I popped a big sow with it last week. I hit her on the point of the shoulder, she was facing me.

The bullet exited the off side through the guts. So no problem on penetration the problem was all operator error and poor shot placement.

The hog ran about 10 yards and fell over kicking. By the time we got to the scene of the crime there was nothing there except a copious amount of blood where the hog had laid down and then left a generous blood trail for our tracking pleasure.

We followed it for about 2 hours. We found where she'd gone down numerous times leaving pools of blood and chunks of flesh and other "clock" works.

We jumped her out of the bottom of a brush choked draw once at less than 20 feet but couldn't see her, only hear her crashing through the underbrush.

Finally after much careful tracking she pretty much dried up as hogs often do, climbed out of the canyon into the next draw and we lost her.

Make no mistake about it. Hogs are TOUGH. Hunting them from a stand is one thing. Getting down in the mud and hunting them on your own two hind legs is a whole other thing.

I figure from the blood sign that this hog took a bullet through the on shoulder and it probably got one lung before exiting the gut. A one lunged hog can go for one heck of a long time. This isn't the first hog I've ever lost and it won't be the last but I've come to find over the years that I prefer bigger diameter rounds such as the .350's, .338's, .45-70's ETC. They'll all lay down if properly hit in the shoulder on a broadside shot. The problem is the way I hunt them they are seldom standing still and more often than not aren't broadside.

I shot another hog last week with a .308 win and a 165 gr interlocked Hornandy. I hit her perfectly on the shoulder the bullet went through both lungs and the top of the heart. She managed about 200 yards in thick cover before dying also giving me some more blood tracking practice. Bigger diameter heavier bullets do seem to knock them down with more authority given similar shot placement. And are without question a better choice for bad angle shots.
..............................
• [TASKS]:
(1) Locate every line of the listing that contains the string "concrete", treating uppercase and lowercase as distinct, and copy each such line.
(2) Pick up the hog-hunting account where it ends and continue it.

• [MATERIAL]:
..............................
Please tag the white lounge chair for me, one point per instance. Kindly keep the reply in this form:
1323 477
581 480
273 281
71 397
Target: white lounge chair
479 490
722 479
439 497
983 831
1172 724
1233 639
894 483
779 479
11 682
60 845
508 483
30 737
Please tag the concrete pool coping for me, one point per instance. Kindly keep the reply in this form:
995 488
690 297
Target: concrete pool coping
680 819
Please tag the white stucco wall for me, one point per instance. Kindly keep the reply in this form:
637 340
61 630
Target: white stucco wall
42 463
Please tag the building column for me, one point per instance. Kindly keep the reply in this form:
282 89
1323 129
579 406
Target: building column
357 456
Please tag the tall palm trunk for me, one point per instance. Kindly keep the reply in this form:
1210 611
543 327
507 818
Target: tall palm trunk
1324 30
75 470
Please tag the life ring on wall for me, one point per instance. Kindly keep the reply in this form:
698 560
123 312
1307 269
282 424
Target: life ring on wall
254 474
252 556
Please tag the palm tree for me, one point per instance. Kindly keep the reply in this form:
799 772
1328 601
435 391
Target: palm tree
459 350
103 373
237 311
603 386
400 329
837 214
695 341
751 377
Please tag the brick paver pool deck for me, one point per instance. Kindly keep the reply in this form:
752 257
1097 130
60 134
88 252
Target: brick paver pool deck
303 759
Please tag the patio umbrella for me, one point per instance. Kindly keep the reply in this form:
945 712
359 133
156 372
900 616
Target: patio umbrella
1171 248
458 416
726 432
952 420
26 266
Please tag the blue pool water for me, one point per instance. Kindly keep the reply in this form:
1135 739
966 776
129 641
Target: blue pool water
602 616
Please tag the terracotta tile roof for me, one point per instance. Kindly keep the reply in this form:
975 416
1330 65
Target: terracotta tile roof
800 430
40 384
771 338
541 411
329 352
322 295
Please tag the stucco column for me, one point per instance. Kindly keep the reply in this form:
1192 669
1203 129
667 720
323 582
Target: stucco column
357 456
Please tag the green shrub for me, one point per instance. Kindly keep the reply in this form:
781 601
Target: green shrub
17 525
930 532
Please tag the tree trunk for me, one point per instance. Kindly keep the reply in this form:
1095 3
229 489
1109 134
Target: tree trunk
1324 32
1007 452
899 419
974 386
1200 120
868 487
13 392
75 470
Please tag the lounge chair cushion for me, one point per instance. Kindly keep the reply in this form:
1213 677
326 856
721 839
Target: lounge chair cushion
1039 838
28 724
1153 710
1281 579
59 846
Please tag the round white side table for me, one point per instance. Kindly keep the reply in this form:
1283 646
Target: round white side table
..............................
• [THE RESULTS]:
(1)
Please tag the concrete pool coping for me, one point per instance. Kindly keep the reply in this form:
Target: concrete pool coping

(2)
MAN do I miss my dog. If Kubi had been there either of these ordeals would have been over in about 3 seconds. May he rest in peace.

February 7, 2006, 08:30 AM
Thanks for the info guys, and JG I'll consider the ghost rings. I have a friend who has them on his .45-70 and swears by them. I'm also happy I wasn't too far off on my thinking on the two rifles I chose.

I did a little research on pig hunting and the two guys articles I liked the best both used .35's. One was a .358 Win Model 88 which I would love to find and the other was a .350 Rem Mag Model 600. This led me to the purchase of the 336, I was looking at .30-30's but people wanted more for them than the .35 Rem. So I left the store roughly $150 lighter with a good shooter in my hand and dreams of dead pigs in my eyes.

H&H by the way what .358 do you shoot?

February 7, 2006, 08:42 AM
Both guns would be fine. Hog's are not as hard to hunt as one would think. I have killed several with a bow, you may want to try that next.

February 7, 2006, 10:33 AM

I have a Winchester pre 64 featherweight M-70 topped with ghost rings.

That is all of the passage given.